--- START OF Data lines ---

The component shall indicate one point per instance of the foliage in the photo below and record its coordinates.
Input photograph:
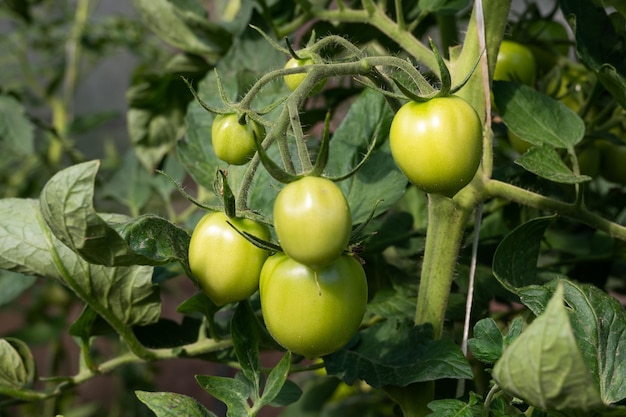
(501, 298)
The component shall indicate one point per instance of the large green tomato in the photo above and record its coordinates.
(312, 220)
(437, 144)
(515, 62)
(233, 142)
(312, 312)
(226, 265)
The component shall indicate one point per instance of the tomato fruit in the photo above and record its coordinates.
(226, 265)
(312, 220)
(233, 142)
(293, 81)
(515, 62)
(437, 144)
(312, 312)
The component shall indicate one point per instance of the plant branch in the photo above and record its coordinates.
(499, 189)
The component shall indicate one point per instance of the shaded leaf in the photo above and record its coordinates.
(17, 365)
(12, 285)
(185, 25)
(122, 294)
(515, 259)
(17, 136)
(368, 119)
(392, 353)
(554, 376)
(169, 404)
(232, 392)
(545, 162)
(555, 125)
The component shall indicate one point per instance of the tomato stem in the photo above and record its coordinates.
(446, 224)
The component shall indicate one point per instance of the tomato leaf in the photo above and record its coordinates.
(398, 353)
(123, 295)
(17, 366)
(558, 377)
(488, 342)
(554, 125)
(231, 391)
(379, 178)
(16, 131)
(275, 383)
(12, 285)
(185, 25)
(597, 320)
(547, 163)
(456, 408)
(246, 344)
(169, 404)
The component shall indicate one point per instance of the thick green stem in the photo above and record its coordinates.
(446, 224)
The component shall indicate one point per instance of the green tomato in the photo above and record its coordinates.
(437, 144)
(312, 220)
(612, 161)
(515, 63)
(312, 312)
(226, 265)
(293, 81)
(233, 142)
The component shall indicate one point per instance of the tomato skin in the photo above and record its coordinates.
(312, 220)
(515, 62)
(233, 142)
(226, 265)
(312, 312)
(293, 81)
(437, 144)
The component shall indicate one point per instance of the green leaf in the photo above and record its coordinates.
(17, 136)
(554, 125)
(232, 392)
(246, 344)
(89, 323)
(398, 353)
(122, 294)
(555, 376)
(67, 205)
(367, 120)
(599, 325)
(238, 70)
(276, 381)
(169, 404)
(456, 408)
(488, 342)
(12, 285)
(547, 163)
(515, 259)
(184, 24)
(17, 366)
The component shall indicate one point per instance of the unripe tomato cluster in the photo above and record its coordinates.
(313, 296)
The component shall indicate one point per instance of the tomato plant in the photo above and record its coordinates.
(226, 265)
(437, 144)
(396, 248)
(515, 63)
(292, 81)
(312, 221)
(232, 141)
(313, 312)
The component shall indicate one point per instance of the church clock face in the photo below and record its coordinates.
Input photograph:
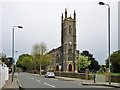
(70, 42)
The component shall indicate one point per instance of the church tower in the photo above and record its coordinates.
(68, 42)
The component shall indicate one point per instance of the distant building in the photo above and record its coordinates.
(66, 54)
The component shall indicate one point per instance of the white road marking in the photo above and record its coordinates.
(49, 85)
(37, 80)
(32, 78)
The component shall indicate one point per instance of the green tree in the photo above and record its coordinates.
(82, 62)
(38, 52)
(45, 61)
(94, 63)
(25, 61)
(115, 62)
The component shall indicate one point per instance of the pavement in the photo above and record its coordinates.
(88, 82)
(19, 81)
(11, 85)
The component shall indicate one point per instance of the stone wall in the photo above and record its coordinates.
(115, 78)
(72, 75)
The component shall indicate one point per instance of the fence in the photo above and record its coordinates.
(3, 74)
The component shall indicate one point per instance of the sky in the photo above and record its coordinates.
(42, 23)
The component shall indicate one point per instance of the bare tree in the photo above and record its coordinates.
(43, 49)
(38, 51)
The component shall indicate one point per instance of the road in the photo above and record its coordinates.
(31, 81)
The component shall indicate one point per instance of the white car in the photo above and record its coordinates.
(49, 74)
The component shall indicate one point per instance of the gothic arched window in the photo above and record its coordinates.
(69, 55)
(70, 30)
(57, 58)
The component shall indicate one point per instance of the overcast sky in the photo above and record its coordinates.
(42, 22)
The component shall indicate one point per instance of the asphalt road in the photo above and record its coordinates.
(31, 81)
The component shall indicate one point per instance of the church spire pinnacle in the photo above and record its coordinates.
(74, 15)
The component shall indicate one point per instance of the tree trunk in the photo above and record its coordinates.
(40, 68)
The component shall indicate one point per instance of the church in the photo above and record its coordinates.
(65, 55)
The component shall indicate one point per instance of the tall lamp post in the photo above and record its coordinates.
(101, 3)
(13, 51)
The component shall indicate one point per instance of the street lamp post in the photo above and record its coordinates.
(101, 3)
(13, 51)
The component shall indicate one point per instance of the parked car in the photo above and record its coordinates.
(49, 74)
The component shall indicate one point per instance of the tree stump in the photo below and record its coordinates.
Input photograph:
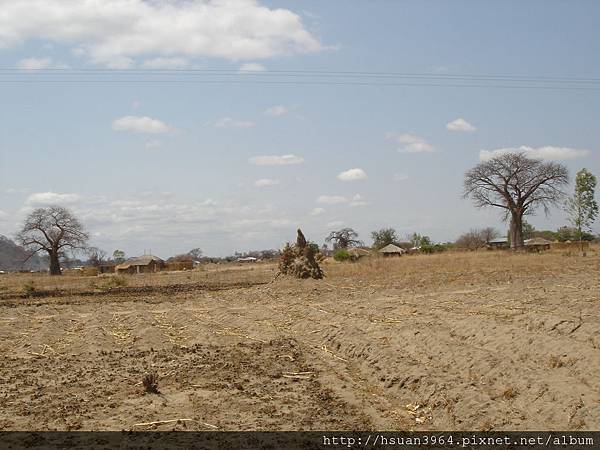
(300, 260)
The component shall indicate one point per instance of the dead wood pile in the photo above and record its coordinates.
(300, 260)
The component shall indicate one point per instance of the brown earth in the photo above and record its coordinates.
(486, 341)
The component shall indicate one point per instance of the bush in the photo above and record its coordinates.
(433, 248)
(29, 288)
(341, 255)
(116, 281)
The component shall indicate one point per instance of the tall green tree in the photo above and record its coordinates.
(582, 206)
(383, 237)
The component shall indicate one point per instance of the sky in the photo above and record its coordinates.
(227, 124)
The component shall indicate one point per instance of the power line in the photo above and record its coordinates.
(296, 73)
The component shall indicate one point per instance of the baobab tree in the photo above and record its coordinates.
(53, 230)
(517, 184)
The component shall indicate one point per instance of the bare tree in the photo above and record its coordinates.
(488, 234)
(344, 238)
(517, 184)
(52, 230)
(476, 239)
(195, 253)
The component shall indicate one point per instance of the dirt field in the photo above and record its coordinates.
(487, 341)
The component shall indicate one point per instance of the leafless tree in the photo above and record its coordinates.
(53, 230)
(488, 234)
(476, 239)
(519, 185)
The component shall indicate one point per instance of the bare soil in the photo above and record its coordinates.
(484, 341)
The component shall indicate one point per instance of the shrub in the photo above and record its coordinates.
(300, 260)
(29, 287)
(341, 255)
(116, 281)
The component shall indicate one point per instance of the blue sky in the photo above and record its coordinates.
(237, 166)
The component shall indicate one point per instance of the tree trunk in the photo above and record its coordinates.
(516, 232)
(54, 263)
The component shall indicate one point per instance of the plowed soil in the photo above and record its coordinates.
(486, 341)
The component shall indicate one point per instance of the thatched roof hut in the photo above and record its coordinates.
(537, 244)
(392, 250)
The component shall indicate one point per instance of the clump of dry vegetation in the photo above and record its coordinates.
(150, 382)
(300, 260)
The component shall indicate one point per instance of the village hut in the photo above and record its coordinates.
(537, 244)
(392, 250)
(141, 264)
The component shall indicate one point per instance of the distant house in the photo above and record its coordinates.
(499, 243)
(537, 244)
(141, 264)
(392, 250)
(247, 259)
(106, 268)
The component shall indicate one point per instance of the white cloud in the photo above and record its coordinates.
(151, 145)
(276, 160)
(460, 124)
(278, 110)
(116, 32)
(165, 63)
(331, 199)
(252, 67)
(227, 122)
(335, 223)
(139, 124)
(51, 198)
(358, 200)
(34, 63)
(352, 175)
(411, 143)
(545, 153)
(264, 182)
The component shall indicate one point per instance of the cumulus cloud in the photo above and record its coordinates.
(332, 199)
(252, 67)
(276, 160)
(117, 32)
(264, 182)
(358, 200)
(51, 198)
(151, 145)
(34, 63)
(227, 122)
(550, 153)
(278, 110)
(165, 63)
(411, 143)
(352, 175)
(334, 223)
(140, 124)
(460, 124)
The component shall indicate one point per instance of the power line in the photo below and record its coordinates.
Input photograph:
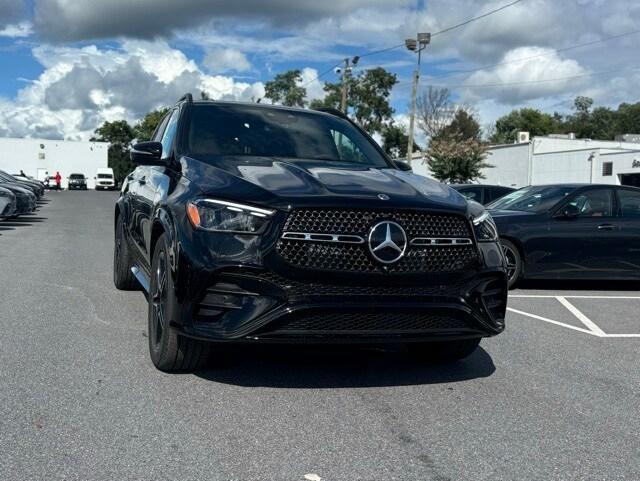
(467, 22)
(453, 27)
(527, 82)
(456, 73)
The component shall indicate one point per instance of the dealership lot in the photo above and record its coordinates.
(554, 397)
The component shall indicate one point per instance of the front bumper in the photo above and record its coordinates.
(252, 305)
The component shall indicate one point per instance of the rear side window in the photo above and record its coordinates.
(594, 203)
(629, 203)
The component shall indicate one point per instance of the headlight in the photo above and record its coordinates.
(485, 228)
(222, 216)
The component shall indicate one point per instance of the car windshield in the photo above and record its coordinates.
(238, 130)
(532, 199)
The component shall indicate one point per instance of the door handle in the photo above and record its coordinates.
(606, 227)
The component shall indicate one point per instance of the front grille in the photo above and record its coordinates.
(350, 257)
(359, 321)
(297, 289)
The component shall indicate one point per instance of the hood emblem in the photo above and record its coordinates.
(387, 242)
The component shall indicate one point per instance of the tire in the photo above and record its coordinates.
(514, 262)
(444, 351)
(170, 352)
(123, 278)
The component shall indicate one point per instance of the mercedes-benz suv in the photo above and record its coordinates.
(254, 223)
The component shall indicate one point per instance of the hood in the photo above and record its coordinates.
(292, 182)
(17, 189)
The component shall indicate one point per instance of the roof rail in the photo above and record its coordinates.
(332, 111)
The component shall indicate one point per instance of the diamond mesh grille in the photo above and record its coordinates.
(356, 258)
(370, 321)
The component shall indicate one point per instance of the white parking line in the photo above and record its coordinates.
(551, 321)
(581, 317)
(541, 296)
(593, 328)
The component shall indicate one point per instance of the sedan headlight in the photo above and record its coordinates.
(223, 216)
(485, 228)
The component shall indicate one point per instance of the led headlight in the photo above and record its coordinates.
(223, 216)
(485, 228)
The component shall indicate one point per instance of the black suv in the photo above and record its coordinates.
(256, 223)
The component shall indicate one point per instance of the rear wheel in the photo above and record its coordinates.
(169, 351)
(123, 278)
(444, 351)
(514, 262)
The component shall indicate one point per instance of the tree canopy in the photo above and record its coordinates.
(285, 89)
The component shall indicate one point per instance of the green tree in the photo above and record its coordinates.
(526, 119)
(628, 119)
(367, 99)
(285, 89)
(457, 162)
(119, 134)
(144, 129)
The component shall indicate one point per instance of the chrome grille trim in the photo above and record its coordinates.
(441, 241)
(316, 237)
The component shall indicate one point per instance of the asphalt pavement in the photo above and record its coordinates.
(556, 397)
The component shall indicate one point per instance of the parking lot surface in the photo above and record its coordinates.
(555, 397)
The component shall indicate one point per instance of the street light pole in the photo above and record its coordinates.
(346, 71)
(415, 45)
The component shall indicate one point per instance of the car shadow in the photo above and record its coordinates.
(317, 367)
(579, 285)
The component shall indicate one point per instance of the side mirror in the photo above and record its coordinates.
(569, 212)
(146, 153)
(404, 166)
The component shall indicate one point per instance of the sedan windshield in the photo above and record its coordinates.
(532, 199)
(239, 130)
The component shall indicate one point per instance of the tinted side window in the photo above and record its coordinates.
(169, 134)
(157, 135)
(497, 192)
(594, 203)
(629, 203)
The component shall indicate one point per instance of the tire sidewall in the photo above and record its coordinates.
(517, 276)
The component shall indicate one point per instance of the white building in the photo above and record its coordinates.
(563, 159)
(36, 157)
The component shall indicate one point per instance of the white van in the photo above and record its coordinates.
(104, 179)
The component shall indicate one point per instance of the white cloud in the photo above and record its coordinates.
(518, 81)
(17, 30)
(220, 60)
(82, 87)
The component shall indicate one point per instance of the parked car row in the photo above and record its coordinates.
(18, 195)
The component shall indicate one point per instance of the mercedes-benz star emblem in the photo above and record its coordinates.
(387, 242)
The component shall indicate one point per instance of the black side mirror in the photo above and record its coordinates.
(147, 153)
(404, 166)
(569, 212)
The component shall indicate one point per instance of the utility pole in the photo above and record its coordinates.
(415, 45)
(349, 63)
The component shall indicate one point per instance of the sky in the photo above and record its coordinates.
(66, 66)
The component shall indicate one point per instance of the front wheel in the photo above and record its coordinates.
(444, 351)
(514, 262)
(169, 351)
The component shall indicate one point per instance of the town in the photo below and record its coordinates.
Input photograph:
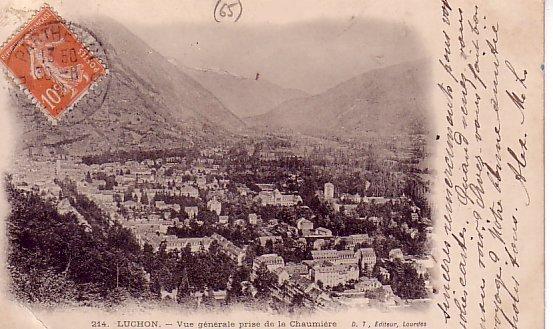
(297, 239)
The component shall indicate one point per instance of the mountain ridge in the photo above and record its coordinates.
(378, 102)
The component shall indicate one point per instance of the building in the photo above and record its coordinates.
(192, 212)
(396, 254)
(368, 284)
(335, 256)
(230, 249)
(196, 244)
(272, 261)
(294, 269)
(304, 224)
(353, 240)
(278, 199)
(253, 219)
(329, 191)
(189, 191)
(367, 259)
(331, 275)
(273, 238)
(215, 205)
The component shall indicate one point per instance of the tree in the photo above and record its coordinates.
(88, 178)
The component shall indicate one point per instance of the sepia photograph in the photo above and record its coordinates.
(240, 157)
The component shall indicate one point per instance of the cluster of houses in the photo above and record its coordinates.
(330, 275)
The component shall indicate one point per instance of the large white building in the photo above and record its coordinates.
(272, 261)
(335, 256)
(329, 191)
(215, 205)
(278, 199)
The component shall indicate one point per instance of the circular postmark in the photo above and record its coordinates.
(37, 49)
(93, 100)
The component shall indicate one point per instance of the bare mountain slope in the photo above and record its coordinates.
(243, 96)
(147, 102)
(391, 100)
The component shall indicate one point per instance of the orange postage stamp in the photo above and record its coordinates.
(48, 61)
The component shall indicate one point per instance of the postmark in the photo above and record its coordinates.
(50, 64)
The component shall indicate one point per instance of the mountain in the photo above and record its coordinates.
(381, 102)
(144, 102)
(244, 97)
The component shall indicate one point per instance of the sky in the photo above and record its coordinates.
(310, 45)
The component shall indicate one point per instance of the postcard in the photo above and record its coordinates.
(272, 164)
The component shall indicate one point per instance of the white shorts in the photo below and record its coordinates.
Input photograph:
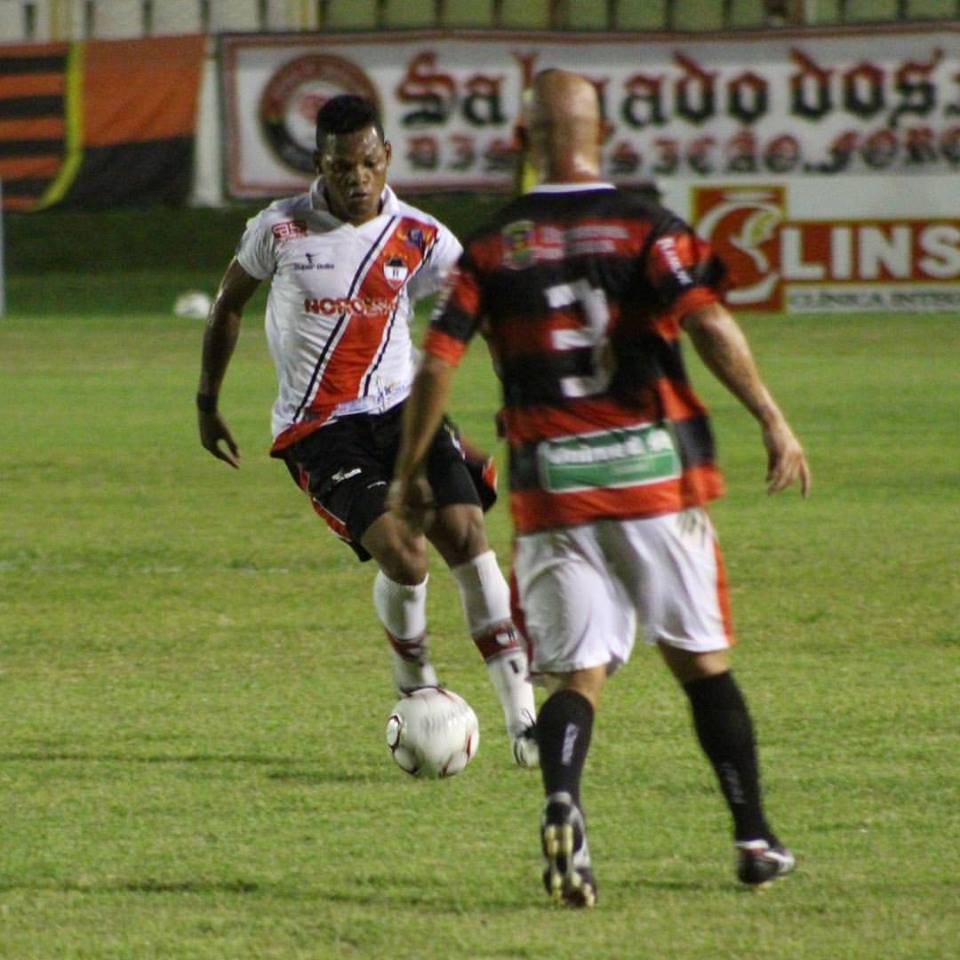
(583, 589)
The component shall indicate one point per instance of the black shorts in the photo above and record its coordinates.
(346, 469)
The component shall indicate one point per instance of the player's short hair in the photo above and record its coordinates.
(346, 114)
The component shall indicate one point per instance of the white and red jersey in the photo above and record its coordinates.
(340, 303)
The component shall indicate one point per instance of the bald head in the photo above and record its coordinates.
(563, 121)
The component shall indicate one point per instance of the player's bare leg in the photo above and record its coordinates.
(564, 727)
(399, 596)
(725, 731)
(459, 536)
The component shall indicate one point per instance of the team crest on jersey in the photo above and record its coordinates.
(518, 244)
(289, 229)
(396, 271)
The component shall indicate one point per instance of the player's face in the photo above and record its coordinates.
(354, 170)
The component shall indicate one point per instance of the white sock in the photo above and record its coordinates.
(486, 606)
(402, 610)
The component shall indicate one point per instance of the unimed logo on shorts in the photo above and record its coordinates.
(808, 262)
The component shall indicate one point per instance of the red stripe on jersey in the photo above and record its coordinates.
(357, 349)
(671, 400)
(298, 431)
(621, 237)
(537, 509)
(442, 345)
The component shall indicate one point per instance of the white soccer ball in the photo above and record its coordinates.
(192, 305)
(432, 732)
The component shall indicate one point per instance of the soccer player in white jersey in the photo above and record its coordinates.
(345, 262)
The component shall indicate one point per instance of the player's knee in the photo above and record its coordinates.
(459, 534)
(400, 554)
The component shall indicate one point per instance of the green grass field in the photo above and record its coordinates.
(194, 687)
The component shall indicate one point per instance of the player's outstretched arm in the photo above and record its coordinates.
(219, 339)
(724, 349)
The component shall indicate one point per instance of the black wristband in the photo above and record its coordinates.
(207, 402)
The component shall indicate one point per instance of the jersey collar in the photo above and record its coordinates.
(570, 187)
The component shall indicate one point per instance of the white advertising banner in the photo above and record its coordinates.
(815, 104)
(831, 245)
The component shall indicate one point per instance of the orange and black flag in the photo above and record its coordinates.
(98, 124)
(33, 120)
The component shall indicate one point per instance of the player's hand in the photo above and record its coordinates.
(786, 461)
(213, 432)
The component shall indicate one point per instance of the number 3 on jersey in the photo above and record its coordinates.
(591, 304)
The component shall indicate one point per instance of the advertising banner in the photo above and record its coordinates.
(831, 245)
(815, 104)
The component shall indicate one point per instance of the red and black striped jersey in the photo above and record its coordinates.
(579, 291)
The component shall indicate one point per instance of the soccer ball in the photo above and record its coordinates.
(432, 732)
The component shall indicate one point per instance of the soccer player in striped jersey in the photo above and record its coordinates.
(345, 262)
(582, 292)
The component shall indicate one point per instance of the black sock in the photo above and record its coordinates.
(725, 731)
(564, 725)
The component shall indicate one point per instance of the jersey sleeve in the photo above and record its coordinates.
(440, 260)
(682, 269)
(256, 252)
(457, 314)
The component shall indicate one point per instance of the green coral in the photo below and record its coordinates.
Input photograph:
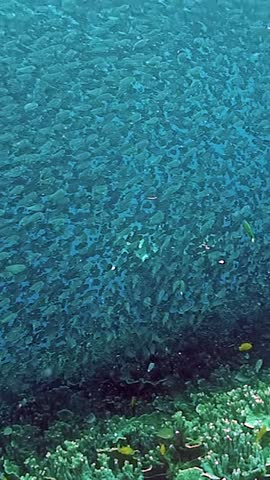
(206, 432)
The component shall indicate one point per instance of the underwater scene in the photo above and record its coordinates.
(135, 240)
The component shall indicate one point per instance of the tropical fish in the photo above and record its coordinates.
(162, 449)
(249, 231)
(245, 347)
(261, 432)
(126, 450)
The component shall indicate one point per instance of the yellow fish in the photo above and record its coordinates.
(245, 347)
(162, 449)
(261, 432)
(127, 450)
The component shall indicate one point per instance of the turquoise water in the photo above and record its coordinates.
(134, 144)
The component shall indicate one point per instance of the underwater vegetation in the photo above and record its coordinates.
(203, 434)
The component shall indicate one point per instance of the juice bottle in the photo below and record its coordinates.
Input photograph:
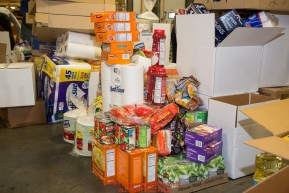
(266, 165)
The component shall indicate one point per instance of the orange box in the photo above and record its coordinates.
(150, 165)
(115, 58)
(112, 16)
(116, 26)
(109, 37)
(118, 47)
(104, 161)
(129, 169)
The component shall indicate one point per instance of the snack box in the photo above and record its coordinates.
(118, 47)
(110, 59)
(116, 26)
(203, 136)
(204, 155)
(109, 37)
(104, 161)
(129, 169)
(112, 16)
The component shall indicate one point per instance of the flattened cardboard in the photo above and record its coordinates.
(274, 117)
(275, 183)
(195, 186)
(24, 116)
(231, 68)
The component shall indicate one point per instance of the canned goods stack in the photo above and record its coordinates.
(117, 31)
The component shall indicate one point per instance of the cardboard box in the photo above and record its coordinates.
(275, 62)
(246, 4)
(129, 169)
(111, 59)
(118, 47)
(18, 86)
(104, 161)
(231, 68)
(115, 26)
(64, 8)
(4, 39)
(275, 92)
(24, 116)
(275, 183)
(195, 186)
(237, 128)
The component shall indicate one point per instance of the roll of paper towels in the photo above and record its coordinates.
(81, 51)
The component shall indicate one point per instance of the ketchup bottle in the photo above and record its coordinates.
(158, 47)
(150, 84)
(160, 86)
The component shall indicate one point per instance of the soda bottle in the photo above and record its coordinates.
(266, 165)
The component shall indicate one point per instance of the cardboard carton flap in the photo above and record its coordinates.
(274, 145)
(243, 36)
(273, 116)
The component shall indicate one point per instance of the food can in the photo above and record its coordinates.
(97, 117)
(117, 134)
(143, 136)
(201, 116)
(127, 138)
(106, 131)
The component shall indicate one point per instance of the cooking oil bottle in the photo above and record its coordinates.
(266, 165)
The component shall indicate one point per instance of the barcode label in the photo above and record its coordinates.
(201, 158)
(198, 143)
(125, 56)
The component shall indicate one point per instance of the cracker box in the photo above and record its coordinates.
(104, 161)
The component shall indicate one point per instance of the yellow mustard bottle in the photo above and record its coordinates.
(266, 165)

--- END OF Data lines ---

What needs to be done – Only the lines from the one that contains "of the flattened" to the end of the data should be output, exactly as they appear.

Answer for this exercise –
The component shall indicate one point per instance of the flattened cardboard in the photo above and record its coordinates.
(274, 117)
(275, 183)
(195, 186)
(24, 116)
(231, 68)
The component shall indicate one point per instance of the canned goods stack in the photo above and record its coordinates.
(117, 31)
The component shall indicate one point per instance of the cardboard box in the photo above and record its coordinates.
(275, 62)
(246, 4)
(129, 169)
(111, 59)
(118, 47)
(18, 86)
(104, 161)
(231, 68)
(115, 26)
(64, 8)
(4, 39)
(275, 92)
(24, 116)
(275, 183)
(195, 186)
(237, 128)
The component shall indicate one point per instance of the roll of paper towels in the photo above and record its coordinates.
(81, 51)
The component shall indicate one point per instance of the ketchup bottle in the photo above and record its coordinates.
(158, 47)
(150, 84)
(160, 86)
The component shall indicate one point per instance of the soda bottle in the photo above and record its coordinates.
(266, 165)
The component shall indicate one point per instance of the cardboard carton flap in the photo above and record its coordinates.
(274, 145)
(243, 36)
(273, 116)
The component shall indicate one point per instance of the food can in the photo above and record its coordinates.
(97, 117)
(117, 134)
(143, 136)
(201, 116)
(127, 138)
(106, 131)
The component shall indicate one point per instance of the cooking oil bottle in the photo above and record its coordinates.
(266, 165)
The component shall indicate one point per instance of the barcode label in the photo above and record its coordinates.
(201, 158)
(198, 143)
(125, 56)
The component shall indicate one point per instance of the cracker box in the photo above and record its coordinates.
(104, 161)
The component shall indicate one point per instance of the yellow mustard bottle in the photo above and record its coordinates.
(266, 165)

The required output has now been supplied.